◆ **EXERCICES À TRAITER**
a - Selon l'article sur la situation financière de la RMN, dans quoi l'établissement s'est-il engagé après ses résultats déficitaires de 1995 et 1996 ?
b - Poursuivez l'article sur la situation financière de la RMN à partir de sa dernière phrase.

◆ **ARTICLE**

========================

La Cour des comptes dans son rapport particulier consacré aux musées nationaux a confirmé son analyse des raisons de la dégradation de la situation financière de la RMN qui sont liées à la fois à la baisse de la fréquentation des musées et à la difficulté qu'éprouve cet établissement " à concilier deux logiques qui ne sont pas aisées à mettre en harmonie : une logique économique qui lui impose de rentabiliser sa fonction commerciale en vue de dégager les ressources nécessaires à l'enrichissement des collections et une logique régalienne, culturelle et éducative qui lui impose de favoriser l'accès du plus grand nombre ".

A la suite des résultats déficitaires enregistrés en 1995 et 1996, la RMN s'est engagée dans un plan d'assainissement de sa situation financière.

========================

◆ **DONNÉES PRÉSENTÉES**
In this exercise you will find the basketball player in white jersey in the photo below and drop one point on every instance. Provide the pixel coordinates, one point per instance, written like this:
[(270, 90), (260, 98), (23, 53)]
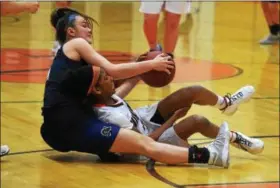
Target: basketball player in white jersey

========================

◆ **LES RÉPONSES**
a - Dans un plan d'assainissement de sa situation financière.

b -
Défini en novembre 1996, ce plan, régulièrement suivi par un comité financier associant l'établissement et ses autorités de tutelle, prévoit un rétablissement en trois ans, afin de dégager sur cette période des excédents pour combler les déficits cumulés des dernières années.

D'après les informations qui ont été communiquées à votre rapporteur, les premiers résultats de ce plan semblent satisfaisants puisque, pour 1997, l'excédent, estimé à  5,2 millions de francs au début de l'année, devrait s'élever à 18,4 millions de francs

Cette amélioration résulte à la fois de la gestion rigoureuse suivie depuis la mise en place du plan d'action notamment grâce à la vigilance du comité financier et du retour du public dans les musées en 1997. Par ailleurs, la programmation de deux expositions non prévues (la rétrospective Georges de La Tour aux galeries nationales du Grand Palais et la présentation des chefs d'oeuvre impressionnistes de la collection Havemayer au musée d'Orsay) a permis de redresser le résultat des expositions temporaires. Les prévisions pour 1998 se fondent sur une consolidation du redressement constaté cette année.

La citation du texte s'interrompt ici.